▶ EXERCISE TASKS
1. In the drug elimination text below, condense the paragraph beginning "All of the formulas above assume" into a short bulleted list that keeps its main facts.
2. Pick up the text on drug elimination kinetics below after its final sentence and carry it forward with a few more sentences.

(Beginning of SOURCE DOCUMENT)

More precisely, the relationship follows the equation: ln(Cp) = ln(C0) − ke × t, where Cp is the plasma concentration at time t and C0 is the initial concentration. This is a standard linear equation (y = b + mx) where the slope m is −ke. If you’re working with log base 10 instead of natural log, the slope equals −ke ÷ 2.303, so you’d multiply the slope by 2.303 to get ke.
In practice, you would plot several concentration-time data points, draw or calculate the best-fit line through the terminal (straight) portion, and extract the slope. This is essentially the same math as Method 2 but uses more data points for a more reliable estimate.
First-Order vs. Zero-Order Elimination
All of the formulas above assume first-order kinetics, which applies to the vast majority of drugs at therapeutic doses. In first-order elimination, the rate of drug removal is proportional to how much drug is present. Double the concentration, double the rate of elimination. The ke stays constant regardless of dose.

(End of SOURCE DOCUMENT)
(Beginning of AVAILABLE DATA)

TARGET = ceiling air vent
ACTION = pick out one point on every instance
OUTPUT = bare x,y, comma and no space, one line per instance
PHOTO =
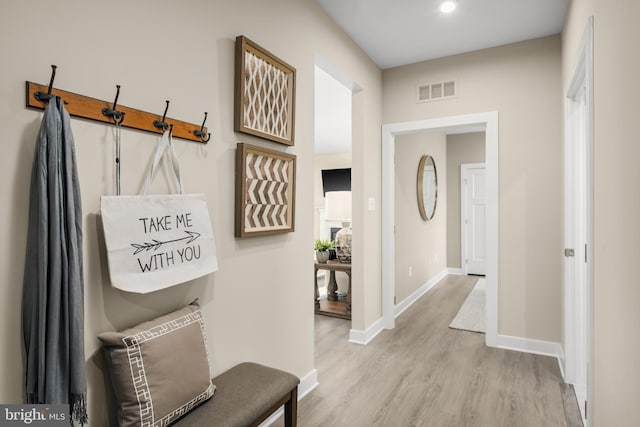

(End of AVAILABLE DATA)

▶ RESULTS
1.
- The formulas assume first-order kinetics.
- First-order kinetics applies to most drugs at therapeutic doses.
- The rate of drug removal is proportional to the amount of drug present, so doubling the concentration doubles the elimination rate.
- The elimination rate constant (ke) stays the same regardless of dose.

2.
A small number of drugs follow zero-order kinetics, where a fixed amount of drug is eliminated per unit time regardless of concentration. Alcohol is the classic example. In zero-order elimination, the concept of a rate constant works differently: the rate of elimination equals a constant (often written as K0), and the drug level drops in a straight line on a regular (non-log) plot. You cannot use the standard ke formulas for zero-order drugs because the fractional rate of removal changes with concentration.
Some drugs switch between the two. At normal doses they follow first-order kinetics, but at very high doses the body’s elimination pathways become saturated and the drug temporarily follows zero-order kinetics. This is called Michaelis-Menten or saturation kinetics.
Factors That Change ke in Practice
The ke for any given drug is not truly fixed across all patients. It depends on how well the organs responsible for elimination are functioning. Since ke equals clearance divided by volume of distribution, anything that alters either value will shift ke.
Kidney function is the biggest variable for drugs eliminated renally. As kidney filtration declines with age, disease, or dehydration, clearance drops and ke falls, meaning the drug stays in the body longer. Liver health matters for drugs that are metabolized before excretion. Conditions like cirrhosis or significant liver inflammation can reduce metabolic clearance substantially.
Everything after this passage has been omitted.